(Beginning of ENTRIES PROVIDED)

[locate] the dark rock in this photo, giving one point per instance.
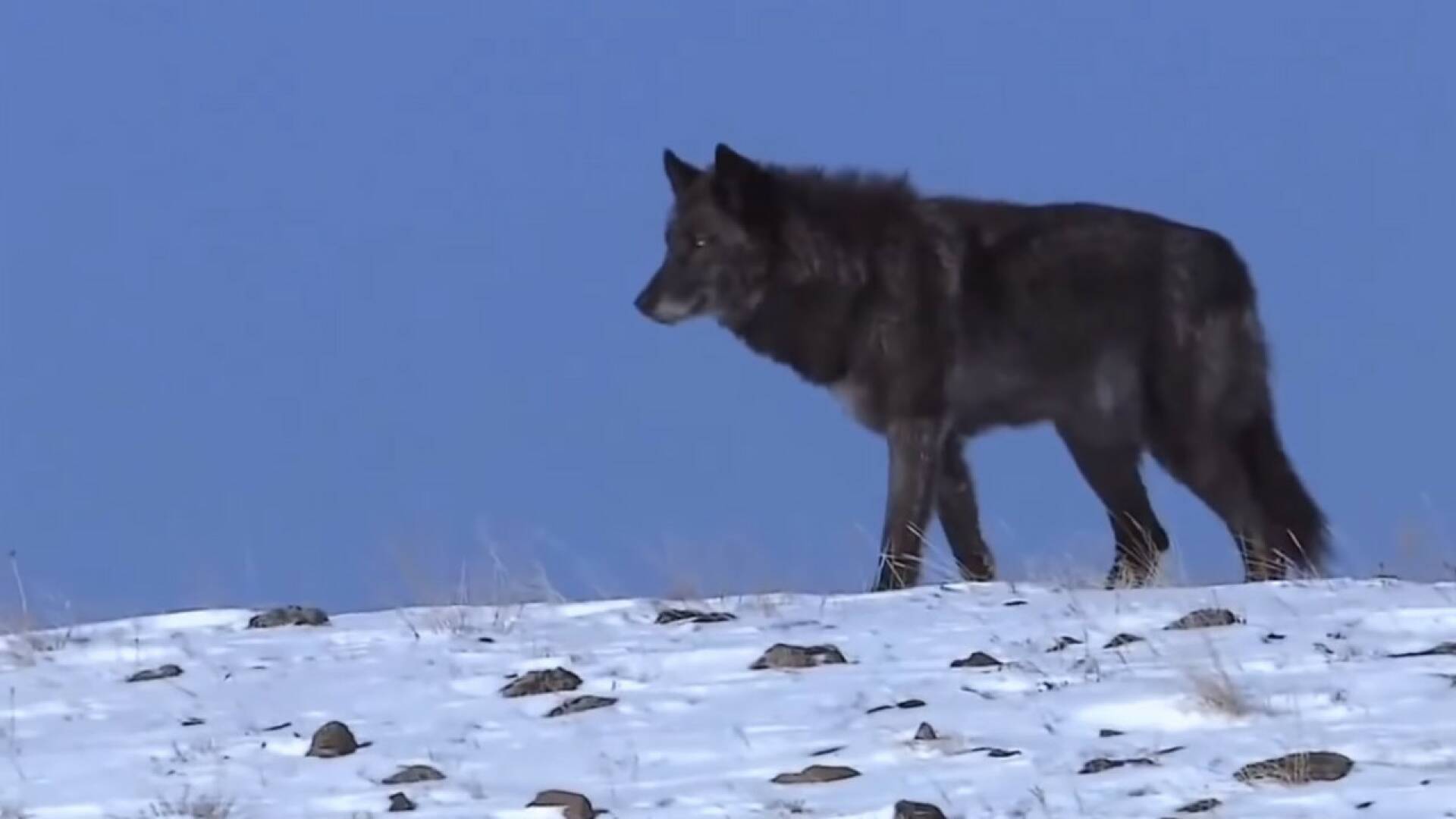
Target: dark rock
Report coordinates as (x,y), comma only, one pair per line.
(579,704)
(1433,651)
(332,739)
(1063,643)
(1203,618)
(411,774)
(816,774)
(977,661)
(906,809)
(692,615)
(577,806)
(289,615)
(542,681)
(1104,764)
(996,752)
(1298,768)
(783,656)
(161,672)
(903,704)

(End of ENTRIES PROVIDED)

> **YOUR ASSIGNMENT**: Print all the lines above exactly as they are, but without the pictures.

> **SOLUTION TO THE PROBLEM**:
[locate] the dark rock in this photo, giving one point per instance.
Target: dark rock
Report coordinates as (x,y), comma only, one pair per line.
(579,704)
(1433,651)
(332,739)
(1063,643)
(1203,618)
(411,774)
(816,774)
(977,661)
(906,809)
(692,615)
(577,806)
(289,615)
(542,681)
(1104,764)
(996,752)
(1298,768)
(783,656)
(161,672)
(903,704)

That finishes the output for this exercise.